TEXT PASSAGE:
____
- Genre: Soap opera; Devotion;
- Created by: Goutham; Suma;
- Screenplay by: Neeraj
- Story by: Dialogues: B L Suresh
- Directed by: Bukkapatna Vasu
- Creative director: Himani Rathore
- Starring: Master Pradyumna; Priyanka Chincholi; Prasanna;
- Opening theme: Jai hanuman
- Country of origin: India
- Original language: Kannada
- No. of seasons: 1
- No. of episodes: 100

Production
- Executive producer: Rahul Parashar
- Producers: Abhimanyu Singh Roopali Singh
- Camera setup: Multi-camera
- Running time: 20–21 minutes
- Production companies: Sun Entertainment; Contiloe Pictures Pvt Ltd;

Original release
- Network: Udaya TV
- Release: 8 October 2018 – 20 February 2019

Related
- Maya; Sevanthi;

= Jai Hanuman (2018 TV series) =

Indian Kannada-language soap opera

Jai Hanuman was a 2018-2019 Indian Kannada-language soap opera which premiered on Udaya TV on 8 October 2018 and ended on 20 February 2019. Produced by Contiloe Pictures Pvt Ltd it starred Master Pradyumna in the lead role Priyanka Chincholi, and Prasanna in pivotal roles. It is the remake of the Hindi serial Sankat Mochan Mahabali Hanumaan.
____
INFORMATION SHOWN:
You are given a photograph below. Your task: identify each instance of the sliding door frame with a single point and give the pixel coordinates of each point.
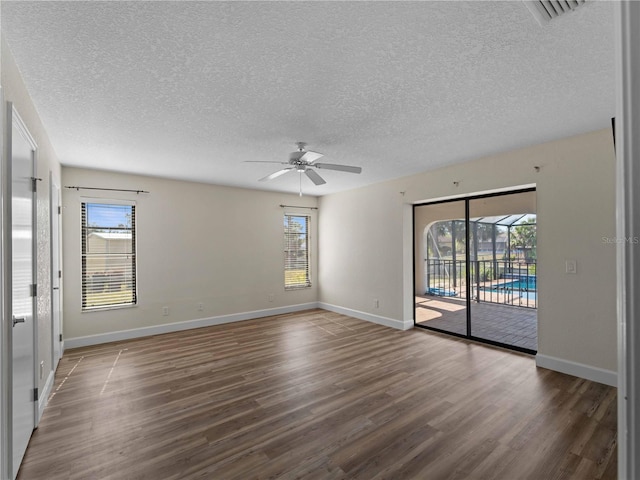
(467, 200)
____
WHAT YOU NEED TO DO: List the cast members named under "Starring" in the Jai Hanuman series information. The data that comes after the text has nothing to do with it.

SOLVED EXERCISE: Master Pradyumna, Priyanka Chincholi, Prasanna